2C’est dans cette perspective que j’ai choisi de traiter la première bataille d’Aspremont réunissant les deux armées franques, bataille qui ne présente aucun des rebondissements qu’offrent la prise de l’étendard ou la poursuite finale d’Eaumont. Que peut-on dire d’un texte qui semble pour l’essentiel aligner les motifs caractéristiques des récits de combat ? Aborder un passage qui semble ne présenter aucun fait suffisamment saillant, c’est pourtant se donner l’occasion, puisque alors on n’est plus distrait par la pure aventure, de dégager des lignes de force du récit et d’analyser le mécanisme épique.

3Et de fait l’on serait d’abord tenté de se contenter d’accumuler les platitudes pour définir le passage. Difficile de trouver prise, à l’examen de sa structure : l’organisation en est simplement chronologique, sur une journée (laisse 231). Après une réconciliation qui vient à point nommé, voici que l’ennemi approche (v. 3489), il faut donc se préparer (tant en s’équipant – pièce par pièce – que par des discours destinés à motiver les troupes) puis se battre (l’avant-garde logiquement en premier) jusqu’au soir où l’on fait le bilan de la journée (laisses 232-234). Le cadre spatial est ici peu marqué – c’est le champ de bataille (v. 3571), à peine si l’on peut y remarquer un tropisme vers le bas, régulièrement rappelé : avalez apparaît aux vers 3492 et 3501, il est repris pour les païens v. 3569, pour Girart v. 3771 et l’on trouve mention de la valee au v. 3803, puis du val (v. 3851 et 3853).

4Certes, on peut considérer que le passage recèle quelques pierres d’attentes du récit : les pierres magiques du heaume de Charlemagne trouveront leur usage lors du duel contre Eaumont ; le cheval blanc offert par Balant annonce sans doute (une fois de plus, voir le vœu formulé laisse 137) que le Sarrasin rejoindra les Chrétiens ; le cor (v. 3765) qu’il utilise à bon escient (il rassemble les païens en déroute) fait pendant à celui dont Eaumont ne sait pas se servir comme il faudrait. Mais notre jongleur-narrateur se garde bien ici de tout commentaire sur ces points, et les fils qu’il noue restent pour l’instant invisibles.
******************************
◆ **Objectif**: Réécrivez le texte sur la bataille d'Aspremont de « 4Certes, on peut » à « pour l’instant invisibles. » en mettant « destrier blanc » à la place de « cheval blanc ».

◆ **Données fournies**:
******************************
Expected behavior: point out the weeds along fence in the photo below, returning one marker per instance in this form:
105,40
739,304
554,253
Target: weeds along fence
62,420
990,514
******************************
◆ **Corrigé**:
4Certes, on peut considérer que le passage recèle quelques pierres d’attentes du récit : les pierres magiques du heaume de Charlemagne trouveront leur usage lors du duel contre Eaumont ; le destrier blanc offert par Balant annonce sans doute (une fois de plus, voir le vœu formulé laisse 137) que le Sarrasin rejoindra les Chrétiens ; le cor (v. 3765) qu’il utilise à bon escient (il rassemble les païens en déroute) fait pendant à celui dont Eaumont ne sait pas se servir comme il faudrait. Mais notre jongleur-narrateur se garde bien ici de tout commentaire sur ces points, et les fils qu’il noue restent pour l’instant invisibles.